In the records below, find the line containing "Thank you for the photograph. Please indicate the jagged", then extract that line and all subsequent lines exactly, leaving out everything else.

● Materials provided:
## start

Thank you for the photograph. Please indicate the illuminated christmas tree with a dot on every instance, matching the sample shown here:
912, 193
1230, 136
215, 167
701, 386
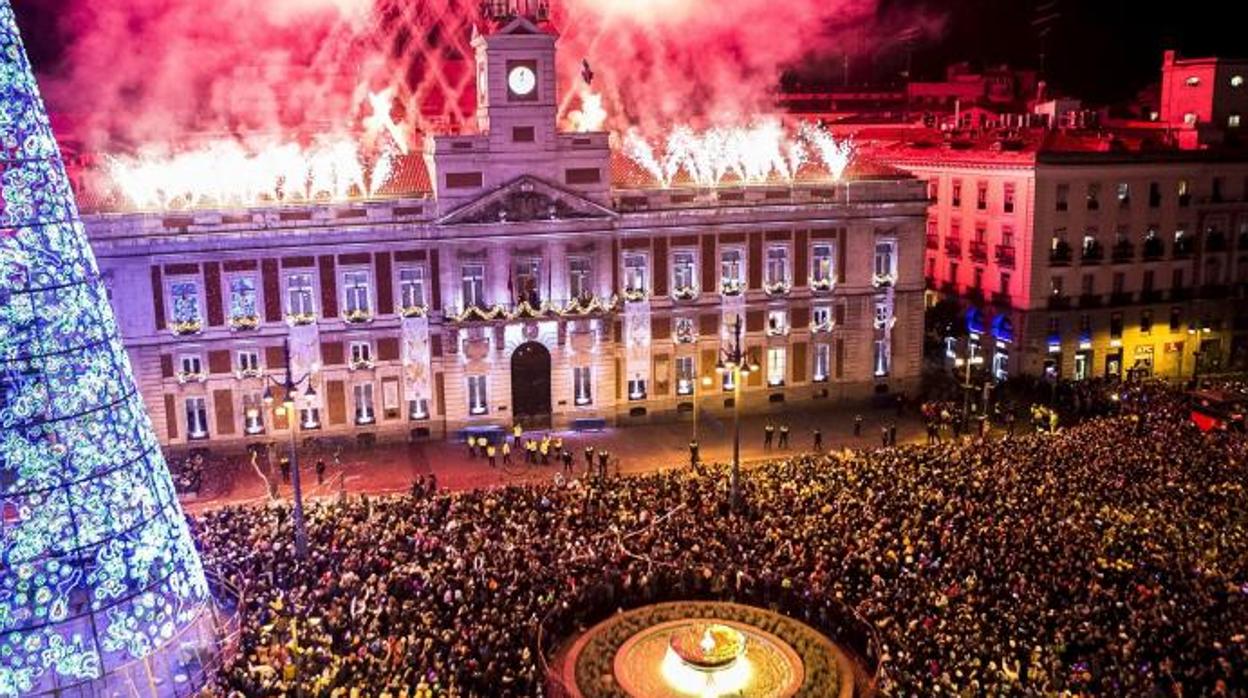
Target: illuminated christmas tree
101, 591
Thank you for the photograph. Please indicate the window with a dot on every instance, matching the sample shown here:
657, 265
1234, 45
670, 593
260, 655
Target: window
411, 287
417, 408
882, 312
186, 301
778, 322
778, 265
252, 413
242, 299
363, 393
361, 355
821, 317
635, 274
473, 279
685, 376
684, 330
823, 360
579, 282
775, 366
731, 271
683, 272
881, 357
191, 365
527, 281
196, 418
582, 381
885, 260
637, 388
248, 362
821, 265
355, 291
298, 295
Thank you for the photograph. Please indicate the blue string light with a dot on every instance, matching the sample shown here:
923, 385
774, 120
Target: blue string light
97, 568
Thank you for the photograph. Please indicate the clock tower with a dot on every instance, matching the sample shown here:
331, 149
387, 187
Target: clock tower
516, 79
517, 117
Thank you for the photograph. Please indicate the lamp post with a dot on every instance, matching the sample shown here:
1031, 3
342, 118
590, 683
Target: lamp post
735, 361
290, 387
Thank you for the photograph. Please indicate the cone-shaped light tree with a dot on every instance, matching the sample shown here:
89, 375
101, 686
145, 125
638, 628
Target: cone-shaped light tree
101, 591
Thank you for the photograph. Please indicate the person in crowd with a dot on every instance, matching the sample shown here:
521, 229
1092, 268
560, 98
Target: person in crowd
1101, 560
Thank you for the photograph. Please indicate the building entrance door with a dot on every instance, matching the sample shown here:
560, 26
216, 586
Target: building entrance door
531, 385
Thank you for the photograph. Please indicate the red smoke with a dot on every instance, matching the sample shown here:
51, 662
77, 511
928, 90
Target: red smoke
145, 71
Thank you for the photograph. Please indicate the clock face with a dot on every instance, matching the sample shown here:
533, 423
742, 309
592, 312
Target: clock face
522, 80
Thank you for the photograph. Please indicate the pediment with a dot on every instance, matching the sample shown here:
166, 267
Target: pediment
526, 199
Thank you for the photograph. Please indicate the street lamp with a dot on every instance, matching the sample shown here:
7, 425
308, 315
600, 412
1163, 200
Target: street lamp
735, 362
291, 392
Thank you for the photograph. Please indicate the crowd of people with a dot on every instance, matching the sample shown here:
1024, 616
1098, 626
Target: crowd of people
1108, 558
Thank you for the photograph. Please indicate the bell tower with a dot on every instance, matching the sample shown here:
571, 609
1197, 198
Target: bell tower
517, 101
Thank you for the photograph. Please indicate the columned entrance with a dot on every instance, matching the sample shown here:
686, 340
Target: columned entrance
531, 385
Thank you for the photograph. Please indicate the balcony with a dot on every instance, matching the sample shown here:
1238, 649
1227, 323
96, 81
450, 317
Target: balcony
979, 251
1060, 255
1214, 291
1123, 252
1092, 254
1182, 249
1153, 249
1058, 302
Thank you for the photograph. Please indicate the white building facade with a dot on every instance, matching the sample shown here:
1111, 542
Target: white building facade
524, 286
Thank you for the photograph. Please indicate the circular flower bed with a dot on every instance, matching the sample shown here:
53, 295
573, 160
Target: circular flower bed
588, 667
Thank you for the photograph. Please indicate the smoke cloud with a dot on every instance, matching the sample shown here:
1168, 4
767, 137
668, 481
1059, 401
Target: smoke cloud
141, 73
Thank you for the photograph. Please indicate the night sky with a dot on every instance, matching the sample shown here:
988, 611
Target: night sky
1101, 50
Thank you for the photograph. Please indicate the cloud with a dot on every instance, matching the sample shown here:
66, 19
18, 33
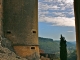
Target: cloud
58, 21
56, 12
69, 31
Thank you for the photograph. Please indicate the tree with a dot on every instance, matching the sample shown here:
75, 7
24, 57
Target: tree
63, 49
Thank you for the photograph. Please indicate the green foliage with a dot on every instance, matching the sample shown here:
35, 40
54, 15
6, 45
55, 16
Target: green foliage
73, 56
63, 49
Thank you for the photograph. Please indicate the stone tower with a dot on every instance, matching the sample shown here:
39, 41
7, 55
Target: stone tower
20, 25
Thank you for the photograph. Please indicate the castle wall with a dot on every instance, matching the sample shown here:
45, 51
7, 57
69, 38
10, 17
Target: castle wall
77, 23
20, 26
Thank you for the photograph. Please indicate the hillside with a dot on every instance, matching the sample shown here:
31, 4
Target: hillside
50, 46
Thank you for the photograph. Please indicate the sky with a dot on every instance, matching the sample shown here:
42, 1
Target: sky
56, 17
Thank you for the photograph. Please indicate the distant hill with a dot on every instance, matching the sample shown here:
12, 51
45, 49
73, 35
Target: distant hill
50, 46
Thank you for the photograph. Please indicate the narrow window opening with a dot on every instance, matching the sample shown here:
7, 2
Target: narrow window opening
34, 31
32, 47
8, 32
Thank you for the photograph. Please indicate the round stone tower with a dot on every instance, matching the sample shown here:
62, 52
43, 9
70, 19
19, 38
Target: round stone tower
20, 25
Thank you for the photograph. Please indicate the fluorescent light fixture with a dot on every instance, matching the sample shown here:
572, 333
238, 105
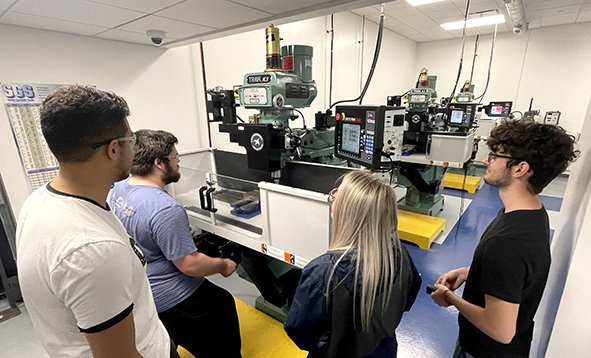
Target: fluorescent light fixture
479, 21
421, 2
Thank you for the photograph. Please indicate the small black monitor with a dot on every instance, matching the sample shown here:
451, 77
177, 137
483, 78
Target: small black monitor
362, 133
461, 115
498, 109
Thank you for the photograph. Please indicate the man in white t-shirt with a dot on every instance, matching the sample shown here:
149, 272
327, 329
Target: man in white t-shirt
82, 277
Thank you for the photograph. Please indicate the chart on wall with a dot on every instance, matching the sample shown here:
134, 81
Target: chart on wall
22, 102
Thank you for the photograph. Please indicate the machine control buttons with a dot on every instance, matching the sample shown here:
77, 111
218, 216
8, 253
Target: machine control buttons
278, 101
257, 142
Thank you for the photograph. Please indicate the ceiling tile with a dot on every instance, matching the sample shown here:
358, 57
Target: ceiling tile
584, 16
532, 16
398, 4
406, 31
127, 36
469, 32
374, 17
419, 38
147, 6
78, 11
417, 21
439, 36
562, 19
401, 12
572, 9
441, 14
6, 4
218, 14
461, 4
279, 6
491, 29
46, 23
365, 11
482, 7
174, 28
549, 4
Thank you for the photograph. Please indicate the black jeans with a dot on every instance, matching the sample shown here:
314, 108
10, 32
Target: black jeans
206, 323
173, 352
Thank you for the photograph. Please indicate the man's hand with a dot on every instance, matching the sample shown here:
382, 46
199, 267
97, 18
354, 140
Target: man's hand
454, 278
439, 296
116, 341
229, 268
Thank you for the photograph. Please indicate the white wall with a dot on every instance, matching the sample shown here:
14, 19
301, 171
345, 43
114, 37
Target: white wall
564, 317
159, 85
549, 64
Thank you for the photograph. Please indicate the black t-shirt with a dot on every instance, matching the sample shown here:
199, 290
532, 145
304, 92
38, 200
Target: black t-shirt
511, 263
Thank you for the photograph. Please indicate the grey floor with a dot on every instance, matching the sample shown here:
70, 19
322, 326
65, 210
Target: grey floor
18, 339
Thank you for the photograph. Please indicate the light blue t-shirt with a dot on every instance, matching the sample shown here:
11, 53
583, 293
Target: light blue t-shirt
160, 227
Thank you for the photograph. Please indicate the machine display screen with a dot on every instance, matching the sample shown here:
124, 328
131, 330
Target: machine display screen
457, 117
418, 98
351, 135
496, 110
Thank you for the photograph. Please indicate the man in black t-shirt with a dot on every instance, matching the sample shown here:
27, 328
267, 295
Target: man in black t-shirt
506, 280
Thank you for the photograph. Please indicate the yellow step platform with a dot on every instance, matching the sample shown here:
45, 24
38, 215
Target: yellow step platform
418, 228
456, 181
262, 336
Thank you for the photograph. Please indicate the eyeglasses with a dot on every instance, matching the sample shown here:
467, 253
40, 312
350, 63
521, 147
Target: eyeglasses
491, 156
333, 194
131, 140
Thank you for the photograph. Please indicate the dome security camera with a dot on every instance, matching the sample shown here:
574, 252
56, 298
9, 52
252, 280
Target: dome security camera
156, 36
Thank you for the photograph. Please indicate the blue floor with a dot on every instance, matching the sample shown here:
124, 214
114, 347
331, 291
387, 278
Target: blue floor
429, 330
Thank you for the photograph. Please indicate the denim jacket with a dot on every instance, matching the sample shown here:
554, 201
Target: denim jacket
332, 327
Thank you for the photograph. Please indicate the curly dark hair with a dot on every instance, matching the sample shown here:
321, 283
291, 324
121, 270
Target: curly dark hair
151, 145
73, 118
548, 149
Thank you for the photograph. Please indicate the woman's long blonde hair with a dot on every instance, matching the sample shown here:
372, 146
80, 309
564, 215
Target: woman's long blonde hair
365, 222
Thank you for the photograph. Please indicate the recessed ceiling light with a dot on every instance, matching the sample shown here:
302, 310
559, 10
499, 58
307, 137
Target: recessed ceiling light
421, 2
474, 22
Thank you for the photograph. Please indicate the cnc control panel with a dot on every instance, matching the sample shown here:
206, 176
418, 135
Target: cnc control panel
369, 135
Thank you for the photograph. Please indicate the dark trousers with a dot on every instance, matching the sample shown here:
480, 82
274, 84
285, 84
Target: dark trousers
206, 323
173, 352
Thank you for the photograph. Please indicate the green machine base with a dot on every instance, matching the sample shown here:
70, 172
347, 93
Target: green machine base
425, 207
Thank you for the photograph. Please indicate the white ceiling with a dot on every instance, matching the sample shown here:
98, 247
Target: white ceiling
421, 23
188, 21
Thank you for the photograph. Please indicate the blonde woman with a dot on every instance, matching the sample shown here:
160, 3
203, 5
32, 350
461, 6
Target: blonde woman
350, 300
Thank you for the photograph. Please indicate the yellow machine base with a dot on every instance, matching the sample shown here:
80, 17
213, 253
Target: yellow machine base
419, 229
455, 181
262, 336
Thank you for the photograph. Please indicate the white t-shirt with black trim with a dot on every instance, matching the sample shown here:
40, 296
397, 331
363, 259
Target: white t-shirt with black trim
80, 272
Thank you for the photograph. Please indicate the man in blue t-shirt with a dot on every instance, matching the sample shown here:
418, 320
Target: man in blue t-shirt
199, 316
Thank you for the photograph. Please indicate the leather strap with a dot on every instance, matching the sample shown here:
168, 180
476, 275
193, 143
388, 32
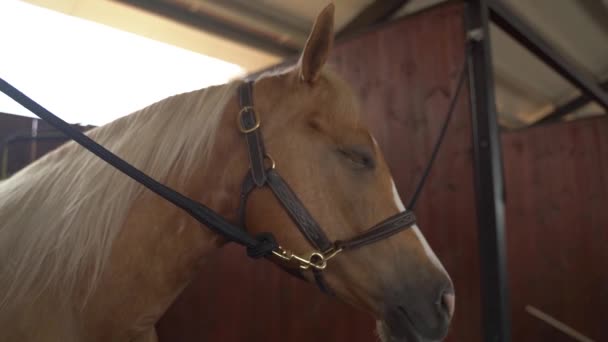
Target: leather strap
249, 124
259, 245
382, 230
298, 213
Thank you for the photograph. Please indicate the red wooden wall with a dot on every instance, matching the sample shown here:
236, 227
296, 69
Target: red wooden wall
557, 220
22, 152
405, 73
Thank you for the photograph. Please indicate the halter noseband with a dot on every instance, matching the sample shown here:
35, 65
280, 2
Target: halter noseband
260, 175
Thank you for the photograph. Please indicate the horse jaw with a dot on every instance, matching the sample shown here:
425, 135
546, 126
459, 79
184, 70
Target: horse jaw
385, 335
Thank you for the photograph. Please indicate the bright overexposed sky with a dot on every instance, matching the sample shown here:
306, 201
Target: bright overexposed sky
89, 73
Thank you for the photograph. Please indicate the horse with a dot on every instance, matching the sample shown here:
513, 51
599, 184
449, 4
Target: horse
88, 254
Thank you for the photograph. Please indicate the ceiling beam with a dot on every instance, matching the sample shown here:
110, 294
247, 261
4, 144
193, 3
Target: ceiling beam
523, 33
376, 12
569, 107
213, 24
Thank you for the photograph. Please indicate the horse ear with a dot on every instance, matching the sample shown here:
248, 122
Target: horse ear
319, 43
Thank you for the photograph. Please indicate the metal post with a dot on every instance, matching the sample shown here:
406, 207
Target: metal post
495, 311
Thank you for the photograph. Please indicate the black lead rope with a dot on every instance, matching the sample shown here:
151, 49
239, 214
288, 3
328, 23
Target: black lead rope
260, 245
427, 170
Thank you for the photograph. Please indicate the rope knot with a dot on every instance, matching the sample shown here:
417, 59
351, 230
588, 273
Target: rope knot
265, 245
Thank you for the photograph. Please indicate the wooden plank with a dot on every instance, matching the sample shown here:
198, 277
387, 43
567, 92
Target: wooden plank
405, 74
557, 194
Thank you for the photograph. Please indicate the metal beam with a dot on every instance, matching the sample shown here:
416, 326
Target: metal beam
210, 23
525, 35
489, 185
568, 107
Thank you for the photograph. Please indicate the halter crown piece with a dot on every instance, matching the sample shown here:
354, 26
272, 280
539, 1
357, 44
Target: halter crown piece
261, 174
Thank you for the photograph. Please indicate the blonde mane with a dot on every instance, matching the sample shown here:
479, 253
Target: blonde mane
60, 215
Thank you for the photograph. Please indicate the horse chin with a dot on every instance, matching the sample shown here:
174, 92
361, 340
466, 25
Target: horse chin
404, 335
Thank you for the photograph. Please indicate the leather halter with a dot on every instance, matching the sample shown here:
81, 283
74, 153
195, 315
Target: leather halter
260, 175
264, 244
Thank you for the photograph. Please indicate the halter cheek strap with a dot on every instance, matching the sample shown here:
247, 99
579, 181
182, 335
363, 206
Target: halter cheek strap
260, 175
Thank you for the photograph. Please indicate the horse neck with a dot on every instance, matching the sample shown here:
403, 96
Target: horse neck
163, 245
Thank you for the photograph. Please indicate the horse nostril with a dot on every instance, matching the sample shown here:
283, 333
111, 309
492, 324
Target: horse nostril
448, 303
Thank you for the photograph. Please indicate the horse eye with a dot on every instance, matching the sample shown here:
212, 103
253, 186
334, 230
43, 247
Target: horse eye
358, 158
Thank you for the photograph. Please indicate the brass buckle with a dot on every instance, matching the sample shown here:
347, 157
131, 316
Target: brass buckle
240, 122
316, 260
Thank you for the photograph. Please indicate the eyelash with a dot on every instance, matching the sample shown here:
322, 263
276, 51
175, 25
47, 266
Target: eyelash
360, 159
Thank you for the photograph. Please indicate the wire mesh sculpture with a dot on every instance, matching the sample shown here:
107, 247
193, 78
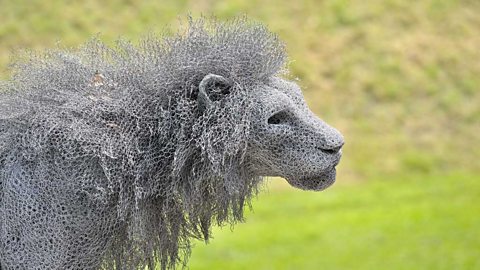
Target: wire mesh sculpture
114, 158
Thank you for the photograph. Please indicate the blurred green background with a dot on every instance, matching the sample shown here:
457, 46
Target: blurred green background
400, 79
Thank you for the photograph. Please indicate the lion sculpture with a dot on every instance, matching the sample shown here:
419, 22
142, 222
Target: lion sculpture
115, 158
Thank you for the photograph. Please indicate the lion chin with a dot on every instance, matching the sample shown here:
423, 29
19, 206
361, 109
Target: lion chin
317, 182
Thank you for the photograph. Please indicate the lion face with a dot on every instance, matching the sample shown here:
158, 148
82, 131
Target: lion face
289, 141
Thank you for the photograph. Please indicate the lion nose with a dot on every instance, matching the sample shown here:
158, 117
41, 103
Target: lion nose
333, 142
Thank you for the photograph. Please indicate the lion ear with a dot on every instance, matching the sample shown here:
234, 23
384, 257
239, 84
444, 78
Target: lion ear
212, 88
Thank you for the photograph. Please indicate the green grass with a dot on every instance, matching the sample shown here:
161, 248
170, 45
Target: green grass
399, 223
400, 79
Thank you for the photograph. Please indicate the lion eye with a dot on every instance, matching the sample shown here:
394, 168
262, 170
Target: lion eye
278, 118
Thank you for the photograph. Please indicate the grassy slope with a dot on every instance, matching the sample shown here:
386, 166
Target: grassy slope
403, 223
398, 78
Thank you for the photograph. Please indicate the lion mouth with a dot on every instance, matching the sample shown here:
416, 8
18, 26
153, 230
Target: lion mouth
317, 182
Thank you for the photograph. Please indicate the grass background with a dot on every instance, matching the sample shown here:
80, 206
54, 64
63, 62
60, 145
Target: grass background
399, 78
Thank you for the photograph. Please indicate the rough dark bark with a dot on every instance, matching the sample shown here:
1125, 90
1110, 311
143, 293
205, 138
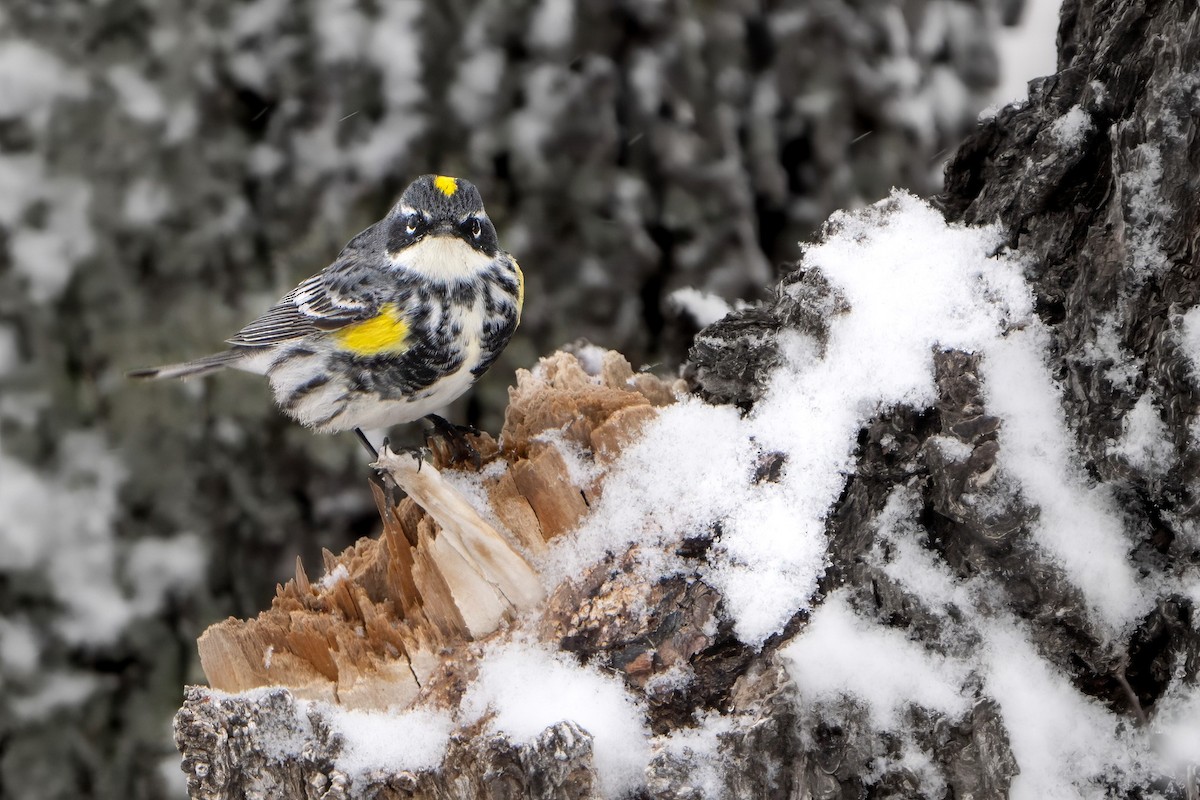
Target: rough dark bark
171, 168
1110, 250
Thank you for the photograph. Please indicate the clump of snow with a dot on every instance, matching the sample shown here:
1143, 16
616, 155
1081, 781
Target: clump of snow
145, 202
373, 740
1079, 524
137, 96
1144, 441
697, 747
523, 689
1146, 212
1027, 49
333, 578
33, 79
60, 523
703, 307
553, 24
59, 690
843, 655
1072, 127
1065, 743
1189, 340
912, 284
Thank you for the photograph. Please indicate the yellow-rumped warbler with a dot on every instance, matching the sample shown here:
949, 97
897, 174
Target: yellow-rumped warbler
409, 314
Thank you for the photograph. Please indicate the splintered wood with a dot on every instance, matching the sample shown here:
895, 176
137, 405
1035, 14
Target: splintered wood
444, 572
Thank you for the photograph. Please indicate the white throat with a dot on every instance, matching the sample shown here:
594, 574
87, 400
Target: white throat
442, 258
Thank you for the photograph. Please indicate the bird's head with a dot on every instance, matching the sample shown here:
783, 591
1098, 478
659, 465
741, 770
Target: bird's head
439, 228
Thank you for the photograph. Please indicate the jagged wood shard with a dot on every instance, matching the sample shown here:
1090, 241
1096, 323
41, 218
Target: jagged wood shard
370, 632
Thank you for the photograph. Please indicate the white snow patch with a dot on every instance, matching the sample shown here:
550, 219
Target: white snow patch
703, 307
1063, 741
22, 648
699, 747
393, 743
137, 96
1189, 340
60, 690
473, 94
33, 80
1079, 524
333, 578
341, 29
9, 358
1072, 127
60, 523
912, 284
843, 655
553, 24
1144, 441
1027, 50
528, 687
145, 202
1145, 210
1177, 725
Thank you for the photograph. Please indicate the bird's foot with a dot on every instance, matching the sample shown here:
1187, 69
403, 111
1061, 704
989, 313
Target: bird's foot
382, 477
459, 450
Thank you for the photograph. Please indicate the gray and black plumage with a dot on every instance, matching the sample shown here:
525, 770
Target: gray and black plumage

## end

● Task solution:
Thank you for the photograph. Please indicate the jagged wood shard with a dot on every instance, matching the sample shown here:
1090, 241
1096, 323
41, 218
Target: jagged wood shard
370, 632
Thank you for the photograph. Please indicate the white snow patch with a dot on every instance, matching the sample shown here:
550, 219
Target: white snow patch
703, 307
1063, 741
22, 648
699, 747
393, 743
137, 96
1189, 340
60, 690
473, 94
33, 80
1079, 524
333, 578
341, 29
9, 358
1072, 127
60, 523
912, 284
843, 655
553, 24
1144, 441
1027, 50
528, 687
145, 202
1145, 210
1177, 725
Thank you for the photograph. Please indicate the bird's foot with a dot on every instance, matching the sample shown here:
1187, 69
403, 111
1061, 704
989, 313
Target: bird's foot
382, 477
459, 450
Thank you for the photograph. Please indicate the gray and black plumage with a dot on every instance, matching the sample shown here:
525, 770
Target: gray and black plumage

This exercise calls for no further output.